● Teks Halaman:
○ ○ ○ ○ ○
Pemerintah bekerjasama dengan perbankan nasional berkomitmen membantu Tenaga Kerja Indonesia di luar negeri melalui penyaluran Kredit Usaha Rakyat (KUR). Dengan program KUR, TKI bisa meminta kredit dari perbankan untuk mengurusi penempatannya di luar negeri. Pemerintah menjamin 80 persen dari kredit TKI pada perbankan ini.
Poin tersebut merupakan bagian dari Adendum III Nota Kesepahaman Bersama tentang Penjaminan Kredit/Pembiayaan Kepada Usaha Mikro, Kecil, Menengah, dan Koperasi. Nota Kesepahaman ini ditandatangani Menteri Koordinator Bidang Perekonomian, Menteri, dan perwakilan beberapa bank di Jakarta, (16/9).
Menko Perekonomian Hatta Rajasa mengatakan penyaluran KUR bagi TKI penting untuk mempermudah calon TKI yang akan mengurus penempatannya di luar negeri. Sebab, biaya yang dikeluarkan tidak sedikit dan cukup memberatkan bagi TKI. Ada banyak persyaratan administratif yang harus dipenuhi, misalnya pembuatan paspor, pengurusan izin, tiket, dan lainnya.
○ ○ ○ ○ ○
● Bahan Sumber:
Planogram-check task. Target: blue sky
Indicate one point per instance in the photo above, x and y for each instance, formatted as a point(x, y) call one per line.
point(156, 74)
○ ○ ○ ○ ○
● Soal Tantangan:
[a] Menurut teks tentang KUR bagi TKI, berapa persen kredit TKI pada perbankan yang dijamin oleh pemerintah?
[b] Tuliskan kembali dengan tepat bagian teks tentang KUR bagi TKI yang dibuka dengan kata-kata yang memuat "Menko Perekonomian Hatta" dan ditutup dengan "tiket, dan lainnya.".
[c] Sambunglah teks tentang KUR bagi TKI dengan bagian berikutnya, dimulai setelah kalimat terakhir yang ditampilkan.

● Jawaban Tertulis:
[a] Pemerintah menjamin 80 persen dari kredit TKI pada perbankan.

[b]
Menko Perekonomian Hatta Rajasa mengatakan penyaluran KUR bagi TKI penting untuk mempermudah calon TKI yang akan mengurus penempatannya di luar negeri. Sebab, biaya yang dikeluarkan tidak sedikit dan cukup memberatkan bagi TKI. Ada banyak persyaratan administratif yang harus dipenuhi, misalnya pembuatan paspor, pengurusan izin, tiket, dan lainnya.

[c]
Hatta menerangkan, untuk memenuhi biaya ini calon TKI seringkali menggadaikan aset utama mereka seperti rumah atau tanah. Padahal, kemampuan mereka membayar kembali tidak signifikan. Akibatnya, banyak yang kehilangan aset berharga.
Cara lain yang dilakukan TKI, lanjut Hatta, dengan memakai biaya dari perusahaan penyalur. Pengembalian biaya dilakukan melalui pemotongan gaji. Namun, cara ini justru menurunkan kinerja TKI dan mempersulit keuangan mereka.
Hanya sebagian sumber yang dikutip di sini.